Excerpts of pointing data

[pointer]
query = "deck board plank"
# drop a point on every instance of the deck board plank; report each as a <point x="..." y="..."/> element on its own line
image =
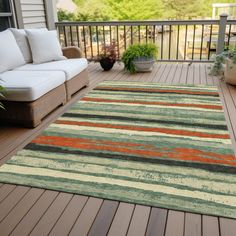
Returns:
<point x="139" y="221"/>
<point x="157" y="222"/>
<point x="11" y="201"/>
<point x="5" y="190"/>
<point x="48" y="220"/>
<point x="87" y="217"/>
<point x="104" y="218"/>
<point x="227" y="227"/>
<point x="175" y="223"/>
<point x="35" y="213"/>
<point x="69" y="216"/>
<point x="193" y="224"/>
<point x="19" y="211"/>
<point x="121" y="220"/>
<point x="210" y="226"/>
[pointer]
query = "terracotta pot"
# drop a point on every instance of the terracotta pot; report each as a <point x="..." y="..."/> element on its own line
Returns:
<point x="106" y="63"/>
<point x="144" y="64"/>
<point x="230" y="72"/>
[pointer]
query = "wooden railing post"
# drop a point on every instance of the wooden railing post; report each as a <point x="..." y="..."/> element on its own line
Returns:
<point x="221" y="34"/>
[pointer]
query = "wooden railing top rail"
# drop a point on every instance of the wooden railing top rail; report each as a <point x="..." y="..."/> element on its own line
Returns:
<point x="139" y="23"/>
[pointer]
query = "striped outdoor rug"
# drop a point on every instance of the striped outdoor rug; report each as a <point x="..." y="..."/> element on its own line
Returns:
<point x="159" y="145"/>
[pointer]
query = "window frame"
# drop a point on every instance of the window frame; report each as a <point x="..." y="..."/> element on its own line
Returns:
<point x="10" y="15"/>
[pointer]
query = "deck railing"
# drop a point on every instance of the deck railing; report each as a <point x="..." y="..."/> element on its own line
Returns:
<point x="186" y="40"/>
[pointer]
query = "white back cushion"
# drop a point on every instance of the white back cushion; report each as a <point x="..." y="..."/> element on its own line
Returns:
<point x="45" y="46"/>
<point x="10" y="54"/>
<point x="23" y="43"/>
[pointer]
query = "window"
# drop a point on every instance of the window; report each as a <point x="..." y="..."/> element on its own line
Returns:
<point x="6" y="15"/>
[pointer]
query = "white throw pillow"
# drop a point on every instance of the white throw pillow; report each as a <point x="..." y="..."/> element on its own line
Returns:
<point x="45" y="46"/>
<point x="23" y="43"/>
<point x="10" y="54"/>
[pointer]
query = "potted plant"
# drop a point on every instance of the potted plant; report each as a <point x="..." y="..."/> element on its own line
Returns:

--

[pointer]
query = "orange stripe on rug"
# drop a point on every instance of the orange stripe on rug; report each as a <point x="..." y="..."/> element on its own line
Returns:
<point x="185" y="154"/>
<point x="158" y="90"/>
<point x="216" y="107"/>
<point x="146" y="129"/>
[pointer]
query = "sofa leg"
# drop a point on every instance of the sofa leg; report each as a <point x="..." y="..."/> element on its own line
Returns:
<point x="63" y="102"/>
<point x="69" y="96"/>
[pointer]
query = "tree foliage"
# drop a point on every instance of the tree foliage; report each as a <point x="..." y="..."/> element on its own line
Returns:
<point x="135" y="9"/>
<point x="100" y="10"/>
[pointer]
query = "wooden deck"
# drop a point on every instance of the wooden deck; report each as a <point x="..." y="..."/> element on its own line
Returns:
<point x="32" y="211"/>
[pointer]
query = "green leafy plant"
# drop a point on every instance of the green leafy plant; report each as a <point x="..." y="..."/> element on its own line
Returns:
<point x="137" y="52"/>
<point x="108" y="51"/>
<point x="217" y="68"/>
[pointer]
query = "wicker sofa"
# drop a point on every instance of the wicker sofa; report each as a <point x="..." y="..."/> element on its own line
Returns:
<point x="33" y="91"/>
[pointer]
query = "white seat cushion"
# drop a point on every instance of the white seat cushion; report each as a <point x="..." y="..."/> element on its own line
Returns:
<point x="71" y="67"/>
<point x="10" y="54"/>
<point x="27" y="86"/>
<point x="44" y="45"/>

▸ **What you have to do**: Return every line of the records above that contains the word "tree".

▸ **Answer to this exercise**:
query = "tree foliage"
# drop a point on every instance of the tree foliage; report each as a <point x="..." y="..."/> element on its own line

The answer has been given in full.